LIST OF TASKS »
**A)** Answer these about the piece on renting bikes in Rotterdam:
(i) How old is Ensor?
(ii) How often does the writer say they may ride a bike in a year?
(iii) What kind of bike did the family first try to find?
**B)** Carry the piece on renting bikes in Rotterdam forward from its last sentence.

Why Rent A Bike In Rotterdam
Table of Contents
- 1 Why Rent A Bike In Rotterdam
- 2 The bikes
- 3 Riding in Downtown Rotterdam
- 4 Our Bike Accident
- 4.1 Het Park bij de Euromast
- 4.2 Kijk-Kubus
- 4.3 De Calypso Rotterdam (Apartment Building)
- 4.4 Eurasmus Bridge Rotterdam
- 4.5 Riding Along The Canals in Rotterdam with kids
- 4.6 Delfshaven
- 4.7 The Witte de Withstraat
- 4.8 Verdict
- 4.9 Tips for renting a bike in Rotterdam with a family
Rent a bike in Rotterdam they said, it’ll be fun they said.
They forget to mention the utter craziness of navigating a vibrant city with your kids in tow. After one bike accident and one near accident, biking in Rotterdam with kids in tow is interesting, and fun, but can also be hectic and nerve racking.
As an adult, I rarely ride a bike. I know how, but I may ride twice a year. The exercise bike at the gym does not count lol.
But we’re in Holland. The Dutch are renowned for their ship building, canals, windmills, tulips and bikes. Biking is a way of life in Holland. So, to try and get an authentic experience when visiting Rotterdam, we had to rent bikes and ride through the city.
It was a must.
At first we tried to find a two person bike (tandem) for an adult and child.
Ensor is 5 years old and only recently learned to ride a bike. He’s still not very good. We didn’t expect him to handle a bike on his own in a country setting, much less a bustling metropolis.

DATA »
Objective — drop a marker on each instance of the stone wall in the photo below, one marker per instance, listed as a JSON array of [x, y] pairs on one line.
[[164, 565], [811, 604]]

THE REPLIES »
**A)**
(i) 5 years old
(ii) Twice a year
(iii) A two-person bike (tandem) for an adult and child

**B)**
We should have taken that into account ourselves, hehehe we didn’t, but we should have. We visited around 5 bike rental shops in Rotterdam and couldn’t find a tandem bike.
So we settled for a bike with a child seat on the back.
Ensor was so disappointed, he was almost moved to tears.
He hates being treated like a baby. He wants to do everything that we do without fail. In his words “he’s a boss” lol. (Gamer talk I’ve found out).
But there was no other way we could ride. These are the some of the decisions you make traveling with kids. Picking suitable activities everyone can participate in and enjoy. It doesn’t always work out that way. Sometimes that’s how it goes. You have to keep moving forward and maybe the next activity will work better.
To cheer Ensor up, we put our DSLR camera around his neck and gave him the job of official photographer.
He loves taking pictures.
But now we have tons of blurry, and off center pictures of Rotterdam lol.
Dutch bikes are the Cadillac or Mercedes-Benz of bikes. We rented each bike for 12.50 Euros per day, but the sale price is over €600.
Tip: people steal bikes. They are expensive to replace. Lock your bike wherever you stop with the key. Try not to leave your bike out in the open overnight even if it’s locked up. The Netherlands is not that bad, but Barcelona is notorious for bike thieves.
When you rent a bike, you can either buy insurance, or the rental company will hold a security deposit on a credit card.
We rent our bikes, strapped Ensor in and ride into the city.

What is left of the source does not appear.